TEXT SEGMENT:
No that you would want to do this, but simply overwriting a config file would 
"uncommit" a configuration and make that server think the last committed 
configuration was whatever is in the file?

Jared

On Jul 28, 2012, at 11:33 AM, Alexander Shraer <[email protected]> wrote:

> No problem! 
> 
> The way it works is that before a server acks a reconfig operation it writes 
> a special tmp file to disk (dynamicConfigFilename + ".tmp"). Servers look for 
> this file during recovery, they don't look for the configuration in the log 
> as for normal data, because we found it to be difficult to extract the right 
> info from the log exactly at the stage we needed it in the recovery. When a 
> commit message is received a server renames the tmp file to 
> dynamicConfigFilename.
> 
> Recently there was a change committed by someone to start using atomic file 
> operations for different files in ZooKeeper. At some point we'll probably 
> change the renaming above to use these atomic operations.
> 
> Alex
>   
> 
> On Sat, Jul 28, 2012 at 10:17 AM, Jared Cantwell <[email protected]> 
> wrote:
> Thanks Alex for the detailed explanations--  it really helps to fill in my 
> understanding of the implementation left open by the papers/presentations 
> I've read (without having to read the code yet :-) ).  #2 is what I was 
> unsure of, but makes perfect sense.

TO DO:
**a)** In the ZooKeeper reconfiguration thread, rewrite the passage between "No that you" and "in the file?", inclusive, with "config file" changed to "configuration file".
**b)** Resume the ZooKeeper reconfiguration thread after its final sentence.

STORED DATA:
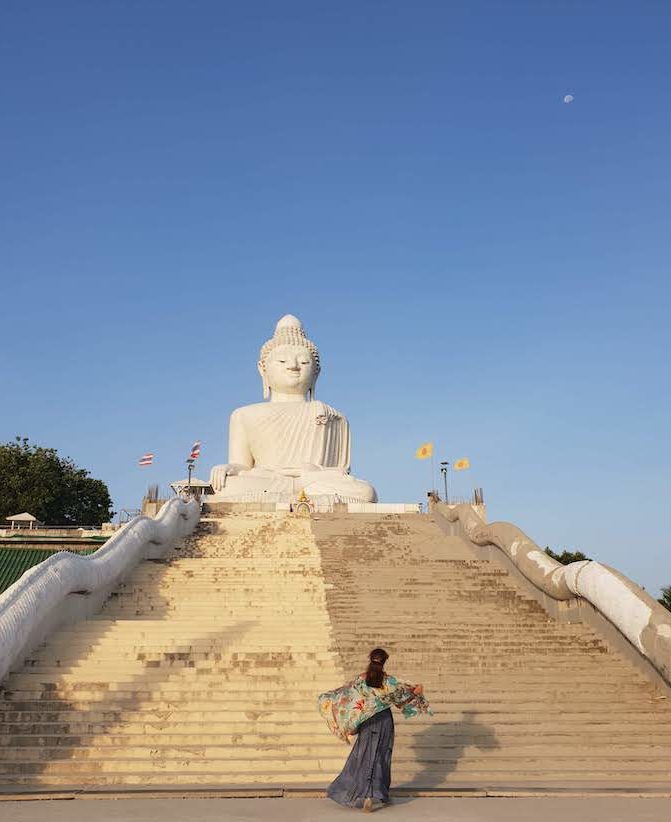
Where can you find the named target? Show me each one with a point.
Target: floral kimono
(347, 707)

RESULTS BY TASK:
**a)**
No that you would want to do this, but simply overwriting a configuration file would 
"uncommit" a configuration and make that server think the last committed 
configuration was whatever is in the file?

**b)**
> 
> Obviously committing the new configuration to the internal database is a 
> prerequisite to committing on a server, but is writing the new configuration 
> file to disk also a prerequisite for committing the new configuration?  I'm 
> curious about this so I can match it with my observations, since reading the 
> configuration file is much easier than getting the database state.
> 
> ~Jared
> 
> 
> On Sat, Jul 28, 2012 at 11:02 AM, Alexander Shraer <[email protected]> wrote:
> Hi Jared,
> 
> figuring out what happened and how to recover is part of the reconfiguration 
> protocol. I don't think that this is something you as a user should do, 
> unless I missunderstand what you're trying to do. This should be handled by 
> ZooKeeper just like it handles other failures without admin intervention. 
> 
> In your scenario, D-F come up and one of them is elected leader (since you 
> said they know about the commit), so they start running the new config 
> normally. When A-C come up, several things may happen: 
> 
> 1. During the preliminary FastLeaderElection, A-C will try to connect to D 
> and E, and in fact they'll also try to connect with the new config members 
> that they know was proposed. So most chances are that someone in the new 
> config will send them the new config file and they'll store it and act 
> accordingly (connect as non-voting followers in the new config). To make this 
> happen, I changed FastLeaderElection to talk with proposed configs (if known)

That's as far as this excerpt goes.